## Short task
Reproduce the data that follows in its entirety, character for character.

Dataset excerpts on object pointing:
-------

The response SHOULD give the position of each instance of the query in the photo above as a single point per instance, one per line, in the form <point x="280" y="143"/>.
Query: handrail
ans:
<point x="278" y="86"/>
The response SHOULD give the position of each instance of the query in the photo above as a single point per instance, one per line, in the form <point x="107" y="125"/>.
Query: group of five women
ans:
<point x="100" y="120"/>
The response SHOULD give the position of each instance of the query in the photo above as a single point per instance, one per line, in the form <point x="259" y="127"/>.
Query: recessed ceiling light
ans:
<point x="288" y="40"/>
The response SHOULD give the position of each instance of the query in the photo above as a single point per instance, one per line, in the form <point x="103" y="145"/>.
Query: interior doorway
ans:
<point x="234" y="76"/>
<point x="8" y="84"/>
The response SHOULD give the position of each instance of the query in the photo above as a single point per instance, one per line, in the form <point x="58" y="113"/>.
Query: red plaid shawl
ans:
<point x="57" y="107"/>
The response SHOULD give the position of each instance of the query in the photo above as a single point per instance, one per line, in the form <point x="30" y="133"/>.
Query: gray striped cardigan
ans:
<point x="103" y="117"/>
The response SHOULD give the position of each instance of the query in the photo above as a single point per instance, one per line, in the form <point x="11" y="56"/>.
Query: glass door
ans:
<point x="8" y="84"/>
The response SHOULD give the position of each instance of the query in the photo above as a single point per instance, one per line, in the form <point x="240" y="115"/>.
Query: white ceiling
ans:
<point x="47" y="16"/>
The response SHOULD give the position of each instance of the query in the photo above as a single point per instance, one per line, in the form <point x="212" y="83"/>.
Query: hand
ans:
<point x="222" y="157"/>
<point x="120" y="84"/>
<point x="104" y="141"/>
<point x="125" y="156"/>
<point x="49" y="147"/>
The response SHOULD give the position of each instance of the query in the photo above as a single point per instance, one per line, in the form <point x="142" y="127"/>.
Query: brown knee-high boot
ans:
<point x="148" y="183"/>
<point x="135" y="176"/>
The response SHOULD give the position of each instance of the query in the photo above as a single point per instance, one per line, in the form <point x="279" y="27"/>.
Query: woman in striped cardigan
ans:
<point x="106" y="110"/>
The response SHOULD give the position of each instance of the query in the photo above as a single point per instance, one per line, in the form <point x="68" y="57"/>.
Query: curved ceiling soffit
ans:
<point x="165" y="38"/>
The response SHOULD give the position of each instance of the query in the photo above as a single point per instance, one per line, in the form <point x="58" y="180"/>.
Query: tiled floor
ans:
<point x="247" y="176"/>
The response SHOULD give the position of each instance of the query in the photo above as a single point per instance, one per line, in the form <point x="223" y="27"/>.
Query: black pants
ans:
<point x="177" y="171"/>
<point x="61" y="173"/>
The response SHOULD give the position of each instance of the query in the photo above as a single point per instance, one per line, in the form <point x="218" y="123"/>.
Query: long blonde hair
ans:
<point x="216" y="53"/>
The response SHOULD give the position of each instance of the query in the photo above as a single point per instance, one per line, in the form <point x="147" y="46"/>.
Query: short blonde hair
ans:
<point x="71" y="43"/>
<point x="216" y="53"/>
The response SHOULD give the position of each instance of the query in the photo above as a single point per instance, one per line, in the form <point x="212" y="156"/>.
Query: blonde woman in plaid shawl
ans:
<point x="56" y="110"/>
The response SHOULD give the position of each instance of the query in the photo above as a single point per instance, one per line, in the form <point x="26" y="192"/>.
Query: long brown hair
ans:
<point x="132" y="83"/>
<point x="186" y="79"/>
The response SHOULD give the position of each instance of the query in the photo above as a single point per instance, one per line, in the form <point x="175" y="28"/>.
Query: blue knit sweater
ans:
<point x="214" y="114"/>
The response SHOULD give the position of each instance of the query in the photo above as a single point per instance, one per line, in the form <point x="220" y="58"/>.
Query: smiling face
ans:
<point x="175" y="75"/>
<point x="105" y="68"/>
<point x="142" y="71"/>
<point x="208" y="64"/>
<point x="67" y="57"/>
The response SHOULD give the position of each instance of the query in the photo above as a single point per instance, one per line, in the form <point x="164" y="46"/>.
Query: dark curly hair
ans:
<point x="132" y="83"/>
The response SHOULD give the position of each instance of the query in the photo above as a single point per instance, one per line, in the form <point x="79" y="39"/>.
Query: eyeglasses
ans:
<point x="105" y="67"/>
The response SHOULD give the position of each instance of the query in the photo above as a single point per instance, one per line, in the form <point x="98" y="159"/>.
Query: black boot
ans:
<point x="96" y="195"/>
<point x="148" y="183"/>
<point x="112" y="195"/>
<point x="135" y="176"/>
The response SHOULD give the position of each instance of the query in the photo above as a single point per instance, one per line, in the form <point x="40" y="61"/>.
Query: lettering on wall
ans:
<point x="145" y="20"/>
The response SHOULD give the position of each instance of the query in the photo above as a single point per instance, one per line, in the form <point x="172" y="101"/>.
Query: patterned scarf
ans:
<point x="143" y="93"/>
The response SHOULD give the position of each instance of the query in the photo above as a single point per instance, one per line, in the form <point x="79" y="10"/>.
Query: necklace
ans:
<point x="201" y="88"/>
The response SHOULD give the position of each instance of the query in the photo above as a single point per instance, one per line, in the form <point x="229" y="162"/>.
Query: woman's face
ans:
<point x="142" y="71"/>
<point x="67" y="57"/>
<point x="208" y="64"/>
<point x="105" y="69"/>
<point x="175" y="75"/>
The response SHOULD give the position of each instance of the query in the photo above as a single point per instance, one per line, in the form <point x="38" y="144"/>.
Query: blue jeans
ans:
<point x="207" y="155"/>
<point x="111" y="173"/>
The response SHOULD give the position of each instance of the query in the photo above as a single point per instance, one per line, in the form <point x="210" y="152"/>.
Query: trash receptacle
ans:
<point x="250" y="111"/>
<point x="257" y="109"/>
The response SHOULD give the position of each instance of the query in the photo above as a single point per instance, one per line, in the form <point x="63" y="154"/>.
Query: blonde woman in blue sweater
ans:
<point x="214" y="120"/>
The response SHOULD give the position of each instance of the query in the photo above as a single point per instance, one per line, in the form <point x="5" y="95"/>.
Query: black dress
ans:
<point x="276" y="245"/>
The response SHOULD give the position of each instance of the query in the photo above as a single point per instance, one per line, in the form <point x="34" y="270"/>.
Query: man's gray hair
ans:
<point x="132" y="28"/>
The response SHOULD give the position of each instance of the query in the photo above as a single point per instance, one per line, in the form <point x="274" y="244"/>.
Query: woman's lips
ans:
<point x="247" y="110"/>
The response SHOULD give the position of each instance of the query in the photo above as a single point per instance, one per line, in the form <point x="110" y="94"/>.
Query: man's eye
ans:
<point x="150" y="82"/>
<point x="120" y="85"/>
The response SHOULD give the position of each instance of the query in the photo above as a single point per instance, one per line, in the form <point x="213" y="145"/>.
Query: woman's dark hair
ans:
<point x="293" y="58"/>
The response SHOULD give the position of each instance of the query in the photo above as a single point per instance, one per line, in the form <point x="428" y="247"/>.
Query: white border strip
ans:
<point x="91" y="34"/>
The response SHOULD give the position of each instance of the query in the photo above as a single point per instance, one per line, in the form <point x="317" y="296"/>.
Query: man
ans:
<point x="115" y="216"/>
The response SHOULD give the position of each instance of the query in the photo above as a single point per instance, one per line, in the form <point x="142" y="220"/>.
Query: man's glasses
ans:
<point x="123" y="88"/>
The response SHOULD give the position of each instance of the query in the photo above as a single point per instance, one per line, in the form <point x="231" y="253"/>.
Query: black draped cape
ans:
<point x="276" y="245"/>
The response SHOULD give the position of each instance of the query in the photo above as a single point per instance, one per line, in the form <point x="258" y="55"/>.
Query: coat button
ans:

-------

## Result
The response SHOULD give the position of each instance of the query in the photo above as a single point per instance, one per line, in the form <point x="280" y="143"/>.
Query: handrail
ans:
<point x="278" y="86"/>
The response SHOULD give the position of each instance of the query in the photo above as a single point per instance, one per line, in the form <point x="107" y="125"/>.
Query: group of five women
ans:
<point x="100" y="120"/>
The response SHOULD give the position of each instance of the query in the photo above as a single point per instance, one per line, in the form <point x="259" y="127"/>.
Query: recessed ceiling light
ans:
<point x="288" y="40"/>
The response SHOULD give the position of each instance of the query in the photo above as a single point per instance, one per line, in the form <point x="103" y="145"/>.
Query: interior doorway
ans:
<point x="234" y="76"/>
<point x="8" y="84"/>
The response SHOULD give the position of each instance of the query in the photo above as a single point per instance, one per line, in the form <point x="58" y="113"/>.
Query: red plaid shawl
ans:
<point x="57" y="107"/>
The response SHOULD give the position of each instance of the query in the photo above as a single point per instance, one per line, in the form <point x="30" y="133"/>.
Query: gray striped cardigan
ans:
<point x="103" y="117"/>
The response SHOULD give the position of each instance of the query in the photo above as a single point per instance, one per line, in the form <point x="11" y="56"/>.
Query: glass door
ans:
<point x="8" y="84"/>
The response SHOULD give the position of each instance of the query in the photo above as a single point per instance, one per line, in the form <point x="240" y="115"/>.
Query: white ceiling
ans:
<point x="47" y="16"/>
The response SHOULD give the position of each instance of the query in the photo above as a single point per instance, one per line, in the form <point x="212" y="83"/>.
Query: hand
ans:
<point x="222" y="157"/>
<point x="120" y="84"/>
<point x="104" y="141"/>
<point x="125" y="156"/>
<point x="49" y="147"/>
The response SHOULD give the position of each instance of the query in the photo above as a single point per instance, one per line, in the form <point x="142" y="127"/>.
Query: brown knee-high boot
ans:
<point x="148" y="183"/>
<point x="135" y="176"/>
The response SHOULD give the position of each instance of the query in the photo above as a single point per instance, one per line, in the form <point x="279" y="27"/>.
Query: woman in striped cardigan
ans:
<point x="106" y="110"/>
The response SHOULD give the position of each instance of the query in the photo above as a single point per instance, one per line, in the form <point x="68" y="57"/>.
Query: curved ceiling soffit
ans:
<point x="165" y="38"/>
The response SHOULD give the position of each instance of the query in the photo above as a single point per instance, one per line, in the form <point x="58" y="180"/>.
Query: tiled floor
ans:
<point x="247" y="176"/>
The response SHOULD give the position of each instance of the query in the photo above as a single point per instance, one per line, in the form <point x="223" y="27"/>.
Query: black pants
ans:
<point x="177" y="171"/>
<point x="61" y="173"/>
The response SHOULD give the position of each instance of the query in the photo above as a single point per instance, one per line, in the form <point x="218" y="123"/>.
Query: long blonde hair
ans:
<point x="216" y="53"/>
The response SHOULD give the position of each instance of the query in the photo above as a single point per instance, one per line, in the form <point x="147" y="46"/>.
Query: short blonde hair
ans:
<point x="71" y="43"/>
<point x="216" y="53"/>
The response SHOULD give the position of each instance of the query in the photo above as a single point per instance, one per line, in the form <point x="212" y="156"/>.
Query: blonde woman in plaid shawl
ans:
<point x="56" y="110"/>
The response SHOULD give the position of each instance of the query in the photo above as a single point per instance, one per line, in the form <point x="26" y="192"/>.
Query: long brown hair
ans:
<point x="132" y="83"/>
<point x="186" y="79"/>
The response SHOULD give the position of each instance of the query in the photo above as a single point per instance, one per line, in the form <point x="175" y="28"/>.
Query: blue knit sweater
ans:
<point x="214" y="114"/>
The response SHOULD give the position of each instance of the query in the photo above as a single point per instance, one per line, in the form <point x="220" y="58"/>.
Query: smiling face
ans:
<point x="175" y="75"/>
<point x="105" y="68"/>
<point x="142" y="71"/>
<point x="208" y="64"/>
<point x="67" y="57"/>
The response SHOULD give the position of each instance of the query in the photo above as a single point per instance, one per line, in the form <point x="164" y="46"/>.
Query: dark curly hair
ans:
<point x="132" y="83"/>
The response SHOULD give the position of each instance of the query in the photo above as a single point per instance, one per line, in the form <point x="79" y="39"/>.
Query: eyeglasses
ans:
<point x="105" y="67"/>
The response SHOULD give the position of each instance of the query in the photo above as a single point per instance, one per line, in the form <point x="98" y="159"/>.
Query: black boot
ans:
<point x="96" y="195"/>
<point x="148" y="183"/>
<point x="112" y="195"/>
<point x="135" y="176"/>
The response SHOULD give the position of each instance of the query in the photo above as a single point per instance, one per line, in the form <point x="40" y="61"/>.
Query: lettering on wall
ans:
<point x="145" y="20"/>
The response SHOULD give the position of each instance of the query in the photo above as a single point per instance, one per line, in the form <point x="172" y="101"/>.
Query: patterned scarf
ans:
<point x="143" y="93"/>
The response SHOULD give the position of each instance of the query in the photo above as a single point per instance, one per line, in the form <point x="79" y="10"/>.
Query: necklace
ans:
<point x="201" y="88"/>
The response SHOULD give the position of each instance of the query in the photo above as a single point per instance, one per line, in the form <point x="229" y="162"/>.
Query: woman's face
ans:
<point x="142" y="71"/>
<point x="67" y="57"/>
<point x="208" y="64"/>
<point x="105" y="69"/>
<point x="175" y="75"/>
The response SHOULD give the position of each instance of the query in the photo above as a single point per instance, one per line, in the form <point x="38" y="144"/>.
Query: blue jeans
ans:
<point x="207" y="155"/>
<point x="111" y="173"/>
The response SHOULD give the position of each instance of the query in the photo above as a single point per instance, one per line, in the form <point x="210" y="152"/>.
Query: trash receptacle
ans:
<point x="250" y="111"/>
<point x="257" y="109"/>
The response SHOULD give the position of each instance of the query in the photo above as a single point per instance, one per line, in the form <point x="63" y="154"/>.
Query: blonde woman in blue sweater
ans:
<point x="214" y="120"/>
The response SHOULD give the position of each instance of the query in the photo above as a single point per instance, one per line, in the form <point x="5" y="95"/>.
Query: black dress
ans:
<point x="276" y="245"/>
The response SHOULD give the position of each instance of the query in the photo above as a single point per instance, one per line, in the form <point x="34" y="270"/>.
Query: man's gray hair
ans:
<point x="132" y="28"/>
The response SHOULD give the position of each instance of the query in the photo above as a single point per instance, one per line, in the form <point x="274" y="244"/>.
Query: woman's lips
ans:
<point x="247" y="110"/>
The response SHOULD give the position of each instance of the query in the photo above as a single point per instance, one per line, in the form <point x="110" y="94"/>.
Query: man's eye
ans:
<point x="150" y="82"/>
<point x="120" y="85"/>
The response SHOULD give the position of each instance of the query in the photo above as a single point per instance, one per line, in the form <point x="213" y="145"/>.
Query: woman's dark hair
ans:
<point x="293" y="58"/>
The response SHOULD give the position of each instance of the query in the photo above as a single point per instance, one per line, in the form <point x="428" y="247"/>.
Query: white border strip
ans:
<point x="91" y="34"/>
The response SHOULD give the position of each instance of the query in the photo above as a single point per instance, one per line, in the form <point x="317" y="296"/>.
Query: man
ans:
<point x="115" y="216"/>
The response SHOULD give the position of each instance of the query in the photo above as a single point per instance, one per line, in the form <point x="142" y="220"/>.
Query: man's glasses
ans:
<point x="123" y="88"/>
The response SHOULD give the position of each instance of the query in the photo above as a single point per instance, one per line, in the form <point x="231" y="253"/>.
Query: black draped cape
ans:
<point x="276" y="245"/>
The response SHOULD give the position of each instance of the query in the photo above as a single point per instance, one per line, in the form <point x="258" y="55"/>.
Query: coat button
ans:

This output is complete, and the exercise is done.